### Что нужно сделать
a) Почему, согласно письму Р. П. Кумова от 23 февраля 1916 года, он вернулся из Питера?
b) Кратко перескажите абзац из писем Р. П. Кумова, который начинается словами «У Виктора Севского сохранились письма», сохранив его главные факты.
c) Продолжите письма Р. П. Кумова Виктору Севскому, начав сразу после последнего приведенного предложения.

### Фрагмент текста

※

Кумов Р. П. Письма // Донской временник. Год 1994-й / Дон. гос. публ. б-ка. Ростов-на-Дону, 1993. Вып. 2. С. 100-104 URL: http://donvrem.dspl.ru/years/years.aspx?year=1994
ДОНСКОЙ ВРЕМЕННИК. Год 1994-й
Жизнь и творчество донских писателей
Р. П. Кумов
ПИСЬМА Р. П. КУМОВА В. СЕВСКОМУ
1916-1918 гг.
У Виктора Севского сохранились письма к нему покойного Р. П. Кумова. Письма — маленькие стихотворения в прозе, рожденные у окна под тополем, напоенные ароматом степных трав и нежной кумовской души. Редакция выбрала из писем то, что имеет историческое и общественное значение и характеризует миросозерцание покойного писателя, и с чем хотелось бы познакомить читателей «Донской Волны», о которых не раз с любовью и лаской говорил Роман Петрович, приглядевшись к ним в станице и хуторе.
23 февраля 1916 г.
На этих днях вернулся из Питера, вызванный на переосвидетельствование, как казак-белобилетник. И между нами — был даже рад этому предлогу уехать из Питера. Вероятно, ввиду безвременья на пьесы вокруг моих «Коростомысловых» поднялся такой шум и бум, столько вранья, что в пору было зажать уши и бежать, куда глаза глядят. Одна газета напечатала далее статью за моей подписью, хотя я этой статьи не писал, а было интервью, и притом перевранное... Другие газеты стали на дыбошки — какие нравы! Газета, напечатавшая статью, оправдывалась... И все это трескуче, вздорно, неумно, ненужно... И вот в это то время представилась мне наша степь — суровая, полынная, и я понял, что степь — это храм, а Питер, действительно, ярмарка, и при том ярмарка без поэзии, без красок, какой-то очень модернизованный балаган — и скучный, и ненужный...
25 февраля 1916 г.
...Я еще молод, но у меня были горчайшие разочарования в самом дорогом, и только одно непоколебимо, даже от разочарований укреплялось еще больше, — это то, что наша писательская работа, если она протекает в должной обстановке, вдумчива, даже сурова, рано или поздно должна дать плод. Принято говорить — «вдохновение писателя». Надо обязательно добавлять — «и труд писателя». Труд суровый, сосредоточенный, величавый... Прекрасное должно быть величавым,— как хорошо это у Пушкина! Рассказы «Солнца» и др. журналов будут кормить и дадут популярность, как кормят и дают имена многим из современных молодых литераторов. Но... скучно быть таким еженедельным литератором! Прежде всего — скучно.

※

### Исходные записи
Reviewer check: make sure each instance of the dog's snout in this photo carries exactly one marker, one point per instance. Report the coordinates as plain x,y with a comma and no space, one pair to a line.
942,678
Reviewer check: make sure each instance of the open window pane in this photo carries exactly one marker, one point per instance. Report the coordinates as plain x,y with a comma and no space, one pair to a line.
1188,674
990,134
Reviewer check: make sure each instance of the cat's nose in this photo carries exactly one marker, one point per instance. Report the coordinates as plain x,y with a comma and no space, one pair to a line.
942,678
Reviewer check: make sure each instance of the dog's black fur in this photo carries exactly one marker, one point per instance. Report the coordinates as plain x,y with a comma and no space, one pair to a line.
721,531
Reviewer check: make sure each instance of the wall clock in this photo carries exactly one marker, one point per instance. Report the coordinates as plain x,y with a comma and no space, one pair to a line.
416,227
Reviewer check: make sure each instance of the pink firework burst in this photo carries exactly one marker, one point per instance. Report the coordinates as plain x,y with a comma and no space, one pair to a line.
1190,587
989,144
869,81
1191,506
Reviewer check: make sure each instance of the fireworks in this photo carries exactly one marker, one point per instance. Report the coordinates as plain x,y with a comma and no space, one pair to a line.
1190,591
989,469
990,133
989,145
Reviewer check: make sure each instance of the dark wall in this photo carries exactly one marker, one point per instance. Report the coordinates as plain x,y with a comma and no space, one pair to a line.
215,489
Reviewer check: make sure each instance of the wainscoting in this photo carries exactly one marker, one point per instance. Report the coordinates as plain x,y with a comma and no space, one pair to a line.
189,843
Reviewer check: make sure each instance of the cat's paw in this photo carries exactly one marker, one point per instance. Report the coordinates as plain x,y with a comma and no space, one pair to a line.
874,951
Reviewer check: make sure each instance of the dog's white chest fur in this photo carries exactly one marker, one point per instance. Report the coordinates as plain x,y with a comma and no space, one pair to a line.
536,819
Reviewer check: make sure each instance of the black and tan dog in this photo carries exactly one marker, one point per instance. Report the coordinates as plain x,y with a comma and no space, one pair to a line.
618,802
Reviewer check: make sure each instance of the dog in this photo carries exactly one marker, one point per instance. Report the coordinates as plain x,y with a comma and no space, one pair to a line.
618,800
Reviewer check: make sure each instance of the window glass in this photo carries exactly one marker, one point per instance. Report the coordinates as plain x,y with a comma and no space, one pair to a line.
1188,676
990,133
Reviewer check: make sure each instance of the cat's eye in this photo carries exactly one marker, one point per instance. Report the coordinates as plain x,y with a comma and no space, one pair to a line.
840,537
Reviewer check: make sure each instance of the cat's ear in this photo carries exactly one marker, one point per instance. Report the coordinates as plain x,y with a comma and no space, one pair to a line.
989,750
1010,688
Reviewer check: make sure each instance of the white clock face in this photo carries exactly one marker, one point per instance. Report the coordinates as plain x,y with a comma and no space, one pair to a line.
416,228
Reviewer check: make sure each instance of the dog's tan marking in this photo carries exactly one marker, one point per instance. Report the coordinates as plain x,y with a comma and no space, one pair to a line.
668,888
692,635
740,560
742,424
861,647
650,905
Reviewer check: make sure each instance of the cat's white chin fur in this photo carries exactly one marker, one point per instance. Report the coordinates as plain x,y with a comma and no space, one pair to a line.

※

### Ответы ниже
a) Его вызвали на переосвидетельствование как казака-белобилетника.

b) У Виктора Севского сохранились письма покойного Р. П. Кумова, похожие на маленькие стихотворения в прозе. Редакция отобрала из них то, что имеет историческое и общественное значение и характеризует миросозерцание писателя. Эти письма она хотела представить читателям «Донской Волны», о которых Кумов не раз говорил с любовью.

c)
22 ноября 1916 г.
...Насчет вообще газетной работы очень я туг. Газета — экспресс на экране кинема, я же — тяжеловоз, который возит воду из реки, — знаете, из тех, которые помахивают хвостами, любят останавливаться, смотреть по сторонам... Вот сейчас в связи с январем и рождественскими гастролями, я должен срочно и обязательно дать несколько вещей, и если б вы знали, какое испуганное лицо у моей музы, точно в доме пожар.
23 декабря 1916 г.
После святочно-беллетристического блуда вновь вернулся к повести и чувствую себя, как после угарной ночи в светлой проточной воде, летом на Дону. Главное — опять есть смысл в той работе, которую сейчас делаешь, т. е. в писательстве, а когда занимаешься всяким вздором, как писание никому не нужных святочных рассказов, этот смысл работы утрачивается и испытываешь такое чувство, словно висишь в воздухе. Вы скажете: это с непривычки. Возможно. Раньше я не писал никогда так много рассказов для рождественских номеров.
27 декабря 1916 г.
Тысячу раз,— эта «удача» беллетриста совсем не то, что надо беллетристу. Говорю искренно, как бесстрастный наблюдатель того, что и как делается сейчас с беллетристикой в журнальном мире. Первое впечатление, правда, сейчас такое в этой области, что словно на самом деле случай и удача влияют здесь на формирование имени беллетриста. Это есть, и отрицать этого я не стану. Но Бог с ним — с таким именем беллетриста — милостью удачи и случая, а немилостью Божией. Но есть и такие имена, которые, насколько я понимаю, нисколько не обязаны случаю и удаче. Таков, например, Сергеев-Ценский — второй, теперешней половины своей работы. Это настоящие беллетристы. И, присматриваясь к тому, что вывело их в большие имена, я не вижу ничего, кроме их таланта и выдержки... «Стара штука смерть, а каждому вновь»... Так и этот вопрос о выдержке для меня. Я сейчас убежден, что 1) всякая работа художественная требует столько же вдохновения, сколько и труда, самого черного труда, 2) требует времени. Будь человек по талантам хоть семи пядей во лбу, но без черного труда и времени он ничего не сделает. Разве только недоношенные намеки — вещи, которыми полны сейчас ежемесячники. Скажите, пожалуйста, где сейчас можно встретить обобщения, те обобщения, которые выливаются в типы? За последние годы я не могу вспомнить ни одного типа в нашей беллетристике. Были красивые или некрасивые эпизоды, были интересные изгибы душевной жизни, но типов не было. А тип это то, чем сильна наша классическая литература.
12 марта 1917 года.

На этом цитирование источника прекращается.